§ **Text extract**
Environmental Impacts
Out of 4.8 percent (23,552 acres) of tiled fields; 80 percent of those fields are devoted to supporting milk production, as farmers use their land to grow corn as grain or silage, and to grow grass for pasturing and hay.
Although much is unknown about subsurface drainage and its environmental impacts in Vermont, the final report will reference several partially completed Vermont research studies.
Hydrology Impacts
• Has contributed to the loss of wetlands
• Alters field and watershed hydrology by increasing water yields and stream baseflow
• Although total peak flows decrease when fields are tiled, over 90% of the peak flow has the potential to drain out of tile outlets
• Preferential flow pathways (including macropore flow) in soil profiles can provide a direct conduit to tile for pollutants, and can increase concentration of phosphorus in tile water after a storm event and/or nutrient application.

§ **Job a**
Pick out every line of the listing that contains the string "cloud", and copy each one.
The tile drainage text and the listing are unrelated to each other.

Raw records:
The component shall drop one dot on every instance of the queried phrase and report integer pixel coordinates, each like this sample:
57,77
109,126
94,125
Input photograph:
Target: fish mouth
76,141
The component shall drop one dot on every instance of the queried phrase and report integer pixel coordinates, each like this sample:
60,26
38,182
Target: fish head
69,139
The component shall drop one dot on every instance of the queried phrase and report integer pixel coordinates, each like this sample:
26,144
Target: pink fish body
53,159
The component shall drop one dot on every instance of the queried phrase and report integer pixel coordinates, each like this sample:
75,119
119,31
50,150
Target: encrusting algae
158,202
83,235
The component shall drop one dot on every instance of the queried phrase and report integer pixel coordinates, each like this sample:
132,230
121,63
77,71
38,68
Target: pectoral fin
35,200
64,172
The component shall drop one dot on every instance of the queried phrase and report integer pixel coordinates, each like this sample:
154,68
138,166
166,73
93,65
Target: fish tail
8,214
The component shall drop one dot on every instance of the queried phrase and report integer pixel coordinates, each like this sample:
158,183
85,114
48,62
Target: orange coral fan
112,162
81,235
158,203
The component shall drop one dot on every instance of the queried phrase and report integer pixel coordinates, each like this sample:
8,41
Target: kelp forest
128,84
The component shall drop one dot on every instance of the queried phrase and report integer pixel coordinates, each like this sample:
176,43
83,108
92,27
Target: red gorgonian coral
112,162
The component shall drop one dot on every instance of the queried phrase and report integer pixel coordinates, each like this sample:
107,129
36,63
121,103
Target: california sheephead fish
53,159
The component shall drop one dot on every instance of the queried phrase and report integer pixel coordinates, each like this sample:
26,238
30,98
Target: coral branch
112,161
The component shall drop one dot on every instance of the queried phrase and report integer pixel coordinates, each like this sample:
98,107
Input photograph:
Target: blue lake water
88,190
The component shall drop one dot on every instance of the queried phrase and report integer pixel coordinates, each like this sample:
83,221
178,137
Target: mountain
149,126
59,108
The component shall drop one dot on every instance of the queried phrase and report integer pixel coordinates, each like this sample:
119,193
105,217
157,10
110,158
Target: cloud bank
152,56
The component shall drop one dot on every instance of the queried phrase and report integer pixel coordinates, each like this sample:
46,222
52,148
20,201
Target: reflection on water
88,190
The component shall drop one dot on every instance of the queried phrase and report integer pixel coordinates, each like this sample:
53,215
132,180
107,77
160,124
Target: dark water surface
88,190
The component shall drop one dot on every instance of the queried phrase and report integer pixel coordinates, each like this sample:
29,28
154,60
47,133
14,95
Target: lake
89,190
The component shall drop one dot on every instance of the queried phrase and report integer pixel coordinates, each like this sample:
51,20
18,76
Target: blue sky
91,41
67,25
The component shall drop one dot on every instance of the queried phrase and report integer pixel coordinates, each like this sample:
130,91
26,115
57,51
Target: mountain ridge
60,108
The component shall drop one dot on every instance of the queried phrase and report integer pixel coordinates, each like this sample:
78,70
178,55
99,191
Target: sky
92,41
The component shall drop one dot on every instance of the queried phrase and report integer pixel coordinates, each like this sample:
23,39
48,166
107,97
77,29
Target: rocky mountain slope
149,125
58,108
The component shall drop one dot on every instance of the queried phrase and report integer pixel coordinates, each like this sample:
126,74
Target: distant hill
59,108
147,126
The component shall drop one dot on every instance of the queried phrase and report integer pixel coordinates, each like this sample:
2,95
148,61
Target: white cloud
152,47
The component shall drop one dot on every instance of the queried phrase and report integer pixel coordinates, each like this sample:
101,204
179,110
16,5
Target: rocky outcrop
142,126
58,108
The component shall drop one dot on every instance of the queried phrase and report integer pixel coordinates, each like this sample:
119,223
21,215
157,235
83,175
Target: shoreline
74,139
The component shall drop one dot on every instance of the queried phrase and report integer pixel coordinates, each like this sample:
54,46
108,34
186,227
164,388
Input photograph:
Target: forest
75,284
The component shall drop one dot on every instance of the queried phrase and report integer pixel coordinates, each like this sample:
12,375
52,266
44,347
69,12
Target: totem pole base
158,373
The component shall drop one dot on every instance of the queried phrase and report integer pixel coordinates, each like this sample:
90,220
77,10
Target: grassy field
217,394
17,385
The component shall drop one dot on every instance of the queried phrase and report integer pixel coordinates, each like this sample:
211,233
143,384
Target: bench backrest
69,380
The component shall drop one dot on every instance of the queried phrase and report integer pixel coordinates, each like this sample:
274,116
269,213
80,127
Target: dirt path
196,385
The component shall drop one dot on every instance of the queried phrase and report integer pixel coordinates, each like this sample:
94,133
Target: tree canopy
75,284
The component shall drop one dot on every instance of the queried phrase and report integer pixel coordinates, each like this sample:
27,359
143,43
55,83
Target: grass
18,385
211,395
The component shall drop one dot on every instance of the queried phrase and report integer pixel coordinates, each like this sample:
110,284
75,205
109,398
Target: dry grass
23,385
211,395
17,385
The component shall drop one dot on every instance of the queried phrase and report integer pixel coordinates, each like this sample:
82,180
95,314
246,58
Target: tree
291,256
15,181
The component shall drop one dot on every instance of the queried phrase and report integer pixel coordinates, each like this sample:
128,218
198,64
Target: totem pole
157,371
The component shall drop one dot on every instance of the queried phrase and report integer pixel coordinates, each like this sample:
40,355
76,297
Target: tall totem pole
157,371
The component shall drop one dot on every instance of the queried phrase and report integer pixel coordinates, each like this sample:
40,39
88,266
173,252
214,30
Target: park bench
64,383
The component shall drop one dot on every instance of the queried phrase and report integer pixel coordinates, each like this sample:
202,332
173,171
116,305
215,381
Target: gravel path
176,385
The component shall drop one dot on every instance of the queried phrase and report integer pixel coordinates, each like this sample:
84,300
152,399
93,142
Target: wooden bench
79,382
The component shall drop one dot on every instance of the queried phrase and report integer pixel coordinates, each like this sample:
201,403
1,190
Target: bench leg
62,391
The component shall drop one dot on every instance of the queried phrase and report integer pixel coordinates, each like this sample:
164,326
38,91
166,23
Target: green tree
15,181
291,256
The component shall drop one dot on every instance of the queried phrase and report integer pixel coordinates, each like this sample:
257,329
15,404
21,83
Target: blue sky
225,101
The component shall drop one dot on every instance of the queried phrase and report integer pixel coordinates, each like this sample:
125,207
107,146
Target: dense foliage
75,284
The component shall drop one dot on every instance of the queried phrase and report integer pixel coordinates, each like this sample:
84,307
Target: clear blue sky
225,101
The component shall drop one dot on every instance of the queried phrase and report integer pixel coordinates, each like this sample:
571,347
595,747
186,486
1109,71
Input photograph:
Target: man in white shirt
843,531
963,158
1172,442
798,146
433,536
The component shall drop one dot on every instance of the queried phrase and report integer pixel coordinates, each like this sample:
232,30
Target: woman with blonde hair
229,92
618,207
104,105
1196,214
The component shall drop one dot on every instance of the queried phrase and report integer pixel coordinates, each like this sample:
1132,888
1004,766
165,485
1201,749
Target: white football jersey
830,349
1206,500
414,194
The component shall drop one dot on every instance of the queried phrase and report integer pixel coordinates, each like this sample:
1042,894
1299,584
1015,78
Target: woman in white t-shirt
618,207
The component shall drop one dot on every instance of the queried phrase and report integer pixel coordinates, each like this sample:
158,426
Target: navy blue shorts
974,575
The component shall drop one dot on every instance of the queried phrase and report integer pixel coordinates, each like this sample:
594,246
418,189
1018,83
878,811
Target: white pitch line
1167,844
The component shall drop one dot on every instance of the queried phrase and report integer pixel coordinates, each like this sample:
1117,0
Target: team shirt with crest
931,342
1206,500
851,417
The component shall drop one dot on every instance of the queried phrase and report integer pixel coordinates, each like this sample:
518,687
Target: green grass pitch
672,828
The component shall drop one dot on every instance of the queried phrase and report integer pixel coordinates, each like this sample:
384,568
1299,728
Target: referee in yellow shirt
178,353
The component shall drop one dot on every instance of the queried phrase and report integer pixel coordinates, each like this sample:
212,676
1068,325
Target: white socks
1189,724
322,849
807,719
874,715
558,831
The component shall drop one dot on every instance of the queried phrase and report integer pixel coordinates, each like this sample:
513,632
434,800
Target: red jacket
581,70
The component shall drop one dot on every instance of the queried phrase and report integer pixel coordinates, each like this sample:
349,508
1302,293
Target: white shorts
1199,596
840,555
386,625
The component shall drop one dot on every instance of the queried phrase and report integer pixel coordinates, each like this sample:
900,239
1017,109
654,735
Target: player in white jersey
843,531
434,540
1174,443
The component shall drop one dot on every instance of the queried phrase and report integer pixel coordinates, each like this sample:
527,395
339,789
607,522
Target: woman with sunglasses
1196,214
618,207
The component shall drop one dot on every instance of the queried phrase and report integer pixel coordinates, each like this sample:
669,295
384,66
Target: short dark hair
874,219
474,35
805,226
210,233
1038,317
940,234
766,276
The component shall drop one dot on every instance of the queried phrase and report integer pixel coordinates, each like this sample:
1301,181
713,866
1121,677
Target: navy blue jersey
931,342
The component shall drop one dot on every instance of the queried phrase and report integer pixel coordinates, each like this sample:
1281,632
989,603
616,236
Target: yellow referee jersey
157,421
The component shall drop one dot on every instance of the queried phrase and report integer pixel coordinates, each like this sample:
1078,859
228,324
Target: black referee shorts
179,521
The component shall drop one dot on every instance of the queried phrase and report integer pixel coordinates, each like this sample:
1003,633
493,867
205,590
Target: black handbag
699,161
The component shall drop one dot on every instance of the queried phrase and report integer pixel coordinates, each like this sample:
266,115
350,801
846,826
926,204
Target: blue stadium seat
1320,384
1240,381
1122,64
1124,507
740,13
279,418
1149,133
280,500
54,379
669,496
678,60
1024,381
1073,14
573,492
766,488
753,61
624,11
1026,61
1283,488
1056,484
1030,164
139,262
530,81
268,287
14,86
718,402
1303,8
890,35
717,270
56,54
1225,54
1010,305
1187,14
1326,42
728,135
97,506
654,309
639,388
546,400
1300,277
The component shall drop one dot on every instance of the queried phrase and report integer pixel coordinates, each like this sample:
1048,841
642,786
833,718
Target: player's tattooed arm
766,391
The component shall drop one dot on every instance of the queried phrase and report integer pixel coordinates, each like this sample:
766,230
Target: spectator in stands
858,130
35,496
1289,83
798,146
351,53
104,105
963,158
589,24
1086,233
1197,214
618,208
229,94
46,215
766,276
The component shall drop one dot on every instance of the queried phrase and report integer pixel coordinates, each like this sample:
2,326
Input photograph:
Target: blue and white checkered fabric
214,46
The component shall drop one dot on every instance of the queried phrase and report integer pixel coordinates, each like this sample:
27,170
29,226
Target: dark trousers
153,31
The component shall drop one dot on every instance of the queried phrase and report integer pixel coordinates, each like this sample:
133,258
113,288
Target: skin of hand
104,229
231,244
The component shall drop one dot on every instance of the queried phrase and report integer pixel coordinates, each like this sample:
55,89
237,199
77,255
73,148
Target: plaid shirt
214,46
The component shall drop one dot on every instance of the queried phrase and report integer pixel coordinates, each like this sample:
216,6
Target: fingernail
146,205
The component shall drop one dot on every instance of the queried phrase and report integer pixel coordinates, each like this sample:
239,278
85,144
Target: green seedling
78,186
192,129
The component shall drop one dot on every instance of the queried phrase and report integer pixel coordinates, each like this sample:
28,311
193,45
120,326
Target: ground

§ **Job b**
According to the tile drainage text, how much of the peak flow has the potential to drain out of tile outlets?

§ **Written solution a**
Target: cloud bank
Target: white cloud

§ **Written solution b**
Over 90% of the peak flow.